• _PROVIDED PASSAGE_
────────

Note that ${{\displaystyle \mathrm{V}}}^w{{\displaystyle h}}_{\mathrm{m}}$ belongs to the null space of $G$. Thus, ${}^{w}h{}_m$ corresponds to the internal force/moment that can be controlled separately without affecting the net force. In addition, $\mathrm{V}$ and ${}^{w}h{}_m$ are not fixed, which is important for the follow-up force-tracking control.

Equation (3) can be rewritten as

$$\begin{gathered} {}^w{{\displaystyle q}}_l=\left[{{\displaystyle G}}^{-} {{\displaystyle \mathrm{V}}}^{}\right]\left[\begin{array}{c}{}^w{{\displaystyle h}}_o\\ {}^w{{\displaystyle h}}_{\mathrm{m}}\end{array}\right]={{\displaystyle \mathrm{U}}}^w{{\displaystyle h}}_{} \\ \mathrm{U}\equiv \left[{{\displaystyle G}}^{-} \mathrm{V}\right] \in {ℝ}^{6n\ast 6n}{,}^{w}h\equiv \left[\begin{array}{c}{}^w{{\displaystyle h}}_o\\ {}^w{{\displaystyle h}}_{\mathrm{m}}\end{array}\right] \in {ℝ}^{6n} . \end{gathered}$$

(4)

where ${}^{w}h$ is a generalized force vector. The internal forces ${}^{w}h{}_m$ can be expressed as a $\left(n-1\right)6$ dimensional force vector set:

$${}^w{{\displaystyle h}}_{\mathrm{m}}\equiv \left[\begin{array}{c}{}^w{{\displaystyle h}}_{\mathrm{r}1}\\ {}^w{{\displaystyle h}}_{\mathrm{r}2}\\ ⋮\\ {}^w{{\displaystyle h}}_{\mathrm{r}(n-1)}\end{array}\right]$$

(5)

────────

• _RECORD EXCERPTS_
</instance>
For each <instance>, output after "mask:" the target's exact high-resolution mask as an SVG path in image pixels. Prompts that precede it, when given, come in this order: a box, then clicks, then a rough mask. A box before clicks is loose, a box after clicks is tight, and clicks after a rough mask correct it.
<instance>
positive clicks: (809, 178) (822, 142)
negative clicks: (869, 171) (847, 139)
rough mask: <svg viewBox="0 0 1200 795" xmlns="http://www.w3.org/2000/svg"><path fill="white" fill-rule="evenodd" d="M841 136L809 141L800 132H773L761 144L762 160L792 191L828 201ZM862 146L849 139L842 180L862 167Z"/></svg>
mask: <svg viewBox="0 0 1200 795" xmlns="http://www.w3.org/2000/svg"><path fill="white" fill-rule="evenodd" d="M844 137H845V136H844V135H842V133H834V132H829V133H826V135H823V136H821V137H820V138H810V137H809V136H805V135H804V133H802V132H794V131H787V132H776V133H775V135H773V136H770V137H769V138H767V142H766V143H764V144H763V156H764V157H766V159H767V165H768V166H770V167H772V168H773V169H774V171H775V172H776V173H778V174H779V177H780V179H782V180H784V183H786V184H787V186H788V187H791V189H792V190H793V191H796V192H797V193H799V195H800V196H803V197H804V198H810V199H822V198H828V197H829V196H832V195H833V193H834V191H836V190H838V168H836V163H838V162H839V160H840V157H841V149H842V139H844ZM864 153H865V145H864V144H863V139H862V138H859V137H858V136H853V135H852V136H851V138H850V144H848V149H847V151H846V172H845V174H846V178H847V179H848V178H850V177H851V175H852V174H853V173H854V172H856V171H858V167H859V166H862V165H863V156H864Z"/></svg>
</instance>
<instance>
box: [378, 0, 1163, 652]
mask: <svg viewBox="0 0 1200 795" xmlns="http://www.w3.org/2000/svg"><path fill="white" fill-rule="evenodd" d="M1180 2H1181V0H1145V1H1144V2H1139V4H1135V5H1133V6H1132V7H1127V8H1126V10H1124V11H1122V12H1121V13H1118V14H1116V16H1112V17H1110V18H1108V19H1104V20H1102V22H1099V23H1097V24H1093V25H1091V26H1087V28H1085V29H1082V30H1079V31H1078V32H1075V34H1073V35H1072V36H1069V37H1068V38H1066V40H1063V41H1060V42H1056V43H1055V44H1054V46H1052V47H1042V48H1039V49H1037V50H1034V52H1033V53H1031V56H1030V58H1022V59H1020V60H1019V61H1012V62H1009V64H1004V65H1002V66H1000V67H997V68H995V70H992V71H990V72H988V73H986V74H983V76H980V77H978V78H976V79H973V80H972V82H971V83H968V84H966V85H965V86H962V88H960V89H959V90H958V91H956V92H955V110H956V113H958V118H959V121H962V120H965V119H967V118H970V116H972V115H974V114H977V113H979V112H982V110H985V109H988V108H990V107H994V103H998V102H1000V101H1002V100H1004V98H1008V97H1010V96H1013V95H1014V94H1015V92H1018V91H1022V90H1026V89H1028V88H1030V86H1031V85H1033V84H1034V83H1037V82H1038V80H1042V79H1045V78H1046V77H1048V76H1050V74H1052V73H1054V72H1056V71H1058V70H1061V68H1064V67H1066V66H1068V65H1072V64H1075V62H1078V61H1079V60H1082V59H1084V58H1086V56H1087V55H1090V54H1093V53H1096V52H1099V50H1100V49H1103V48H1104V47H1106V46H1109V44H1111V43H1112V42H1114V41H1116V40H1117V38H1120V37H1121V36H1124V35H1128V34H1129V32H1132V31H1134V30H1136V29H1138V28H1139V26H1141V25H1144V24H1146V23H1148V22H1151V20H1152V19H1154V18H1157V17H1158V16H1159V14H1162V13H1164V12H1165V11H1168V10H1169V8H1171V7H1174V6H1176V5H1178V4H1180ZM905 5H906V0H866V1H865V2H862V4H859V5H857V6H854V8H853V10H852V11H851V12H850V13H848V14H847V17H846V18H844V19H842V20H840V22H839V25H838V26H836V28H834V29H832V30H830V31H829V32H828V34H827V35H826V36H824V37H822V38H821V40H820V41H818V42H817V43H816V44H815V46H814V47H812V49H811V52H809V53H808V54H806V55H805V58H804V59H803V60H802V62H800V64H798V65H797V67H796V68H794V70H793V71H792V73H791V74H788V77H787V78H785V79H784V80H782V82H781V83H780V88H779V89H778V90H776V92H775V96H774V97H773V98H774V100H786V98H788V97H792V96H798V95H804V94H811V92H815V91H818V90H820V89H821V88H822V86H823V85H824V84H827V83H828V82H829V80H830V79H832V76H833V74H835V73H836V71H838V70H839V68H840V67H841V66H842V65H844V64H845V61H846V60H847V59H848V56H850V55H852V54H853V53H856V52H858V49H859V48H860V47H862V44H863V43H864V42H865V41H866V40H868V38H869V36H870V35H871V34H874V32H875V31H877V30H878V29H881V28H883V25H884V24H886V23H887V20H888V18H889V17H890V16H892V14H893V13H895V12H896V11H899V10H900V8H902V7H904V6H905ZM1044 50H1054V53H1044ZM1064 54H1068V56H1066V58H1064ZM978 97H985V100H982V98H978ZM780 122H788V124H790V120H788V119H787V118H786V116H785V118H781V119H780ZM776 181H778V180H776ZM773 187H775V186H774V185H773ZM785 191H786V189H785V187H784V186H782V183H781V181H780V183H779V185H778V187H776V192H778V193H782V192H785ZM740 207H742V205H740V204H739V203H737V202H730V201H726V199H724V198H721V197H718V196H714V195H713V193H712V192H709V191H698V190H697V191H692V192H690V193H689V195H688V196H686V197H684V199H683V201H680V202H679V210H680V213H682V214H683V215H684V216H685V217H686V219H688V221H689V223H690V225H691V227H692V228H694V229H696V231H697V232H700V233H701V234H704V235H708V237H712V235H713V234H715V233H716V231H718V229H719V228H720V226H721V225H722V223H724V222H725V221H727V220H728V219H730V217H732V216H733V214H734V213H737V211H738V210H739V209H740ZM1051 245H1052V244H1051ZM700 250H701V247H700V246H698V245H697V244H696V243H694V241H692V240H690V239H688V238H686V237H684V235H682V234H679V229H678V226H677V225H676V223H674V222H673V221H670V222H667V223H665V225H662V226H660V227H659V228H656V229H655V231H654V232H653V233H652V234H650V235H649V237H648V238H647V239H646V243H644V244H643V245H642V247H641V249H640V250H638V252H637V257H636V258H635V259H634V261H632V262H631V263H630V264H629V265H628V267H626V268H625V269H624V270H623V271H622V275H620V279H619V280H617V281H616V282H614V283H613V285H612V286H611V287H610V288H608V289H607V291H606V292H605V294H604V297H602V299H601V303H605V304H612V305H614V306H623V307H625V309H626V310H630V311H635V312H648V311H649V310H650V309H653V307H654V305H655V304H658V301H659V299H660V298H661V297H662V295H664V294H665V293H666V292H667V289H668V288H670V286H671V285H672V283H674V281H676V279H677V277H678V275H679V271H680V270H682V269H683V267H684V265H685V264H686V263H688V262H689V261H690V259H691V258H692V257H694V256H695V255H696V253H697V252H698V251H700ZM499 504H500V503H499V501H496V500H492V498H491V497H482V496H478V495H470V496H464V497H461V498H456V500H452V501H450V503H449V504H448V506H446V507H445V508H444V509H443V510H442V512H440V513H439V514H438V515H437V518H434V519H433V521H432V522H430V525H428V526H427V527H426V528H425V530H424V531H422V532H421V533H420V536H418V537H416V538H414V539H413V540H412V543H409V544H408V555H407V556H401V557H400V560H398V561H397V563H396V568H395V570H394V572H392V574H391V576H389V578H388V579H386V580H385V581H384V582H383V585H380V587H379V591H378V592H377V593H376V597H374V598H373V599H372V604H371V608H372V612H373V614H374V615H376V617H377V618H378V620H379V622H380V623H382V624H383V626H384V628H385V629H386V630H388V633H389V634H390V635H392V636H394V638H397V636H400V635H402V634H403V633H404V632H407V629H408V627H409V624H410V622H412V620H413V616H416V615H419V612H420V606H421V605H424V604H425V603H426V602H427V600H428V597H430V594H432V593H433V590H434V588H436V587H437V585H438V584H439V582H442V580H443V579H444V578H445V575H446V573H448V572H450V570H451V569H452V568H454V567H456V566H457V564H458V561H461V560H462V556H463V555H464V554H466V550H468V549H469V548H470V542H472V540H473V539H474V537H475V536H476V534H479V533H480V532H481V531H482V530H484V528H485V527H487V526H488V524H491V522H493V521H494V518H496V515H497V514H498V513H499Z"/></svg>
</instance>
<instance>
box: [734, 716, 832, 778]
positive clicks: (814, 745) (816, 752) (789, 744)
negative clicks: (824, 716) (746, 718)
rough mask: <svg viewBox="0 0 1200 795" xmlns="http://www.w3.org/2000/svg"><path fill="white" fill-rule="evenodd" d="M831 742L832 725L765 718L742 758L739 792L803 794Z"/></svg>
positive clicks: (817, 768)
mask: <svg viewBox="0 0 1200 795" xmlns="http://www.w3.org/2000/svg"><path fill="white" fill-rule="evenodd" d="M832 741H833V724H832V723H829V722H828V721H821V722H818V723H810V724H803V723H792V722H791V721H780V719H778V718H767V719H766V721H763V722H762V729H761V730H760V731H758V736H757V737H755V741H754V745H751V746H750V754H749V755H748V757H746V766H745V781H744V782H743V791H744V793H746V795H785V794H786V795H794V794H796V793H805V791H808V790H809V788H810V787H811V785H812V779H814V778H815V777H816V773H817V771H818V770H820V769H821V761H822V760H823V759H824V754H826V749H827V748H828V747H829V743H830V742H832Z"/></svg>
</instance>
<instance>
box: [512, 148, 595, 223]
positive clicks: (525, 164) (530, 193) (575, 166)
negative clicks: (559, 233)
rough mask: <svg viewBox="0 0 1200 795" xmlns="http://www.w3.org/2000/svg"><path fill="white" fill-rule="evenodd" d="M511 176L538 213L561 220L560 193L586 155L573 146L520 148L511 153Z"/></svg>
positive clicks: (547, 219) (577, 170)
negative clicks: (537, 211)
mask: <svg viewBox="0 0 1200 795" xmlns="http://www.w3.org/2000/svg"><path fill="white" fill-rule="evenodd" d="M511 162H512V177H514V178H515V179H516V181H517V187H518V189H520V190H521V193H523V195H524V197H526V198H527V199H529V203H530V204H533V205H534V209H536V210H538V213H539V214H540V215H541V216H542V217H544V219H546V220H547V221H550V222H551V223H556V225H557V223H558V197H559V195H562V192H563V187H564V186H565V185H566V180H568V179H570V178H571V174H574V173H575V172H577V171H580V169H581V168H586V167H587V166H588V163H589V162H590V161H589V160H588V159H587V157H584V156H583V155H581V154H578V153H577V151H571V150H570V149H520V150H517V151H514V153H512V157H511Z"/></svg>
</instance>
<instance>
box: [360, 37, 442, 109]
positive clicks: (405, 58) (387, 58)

────────

• _EXERCISE REQUIREMENTS_
Decide whether each statement below agrees with the excerpt on internal forces. Answer yes or no for each one, and quote the words of the excerpt that settle it.
(a) The internal force/moment can be controlled separately without changing the net force.
(b) The internal forces are described as fixed.
(c) One vector in the excerpt is called a generalized force vector.

• _EXERCISE ANSWER_
(a) Yes: "can be controlled separately without affecting the net force"
(b) No: "are not fixed, which is important for the follow-up force-tracking control"
(c) Yes: "is a generalized force vector"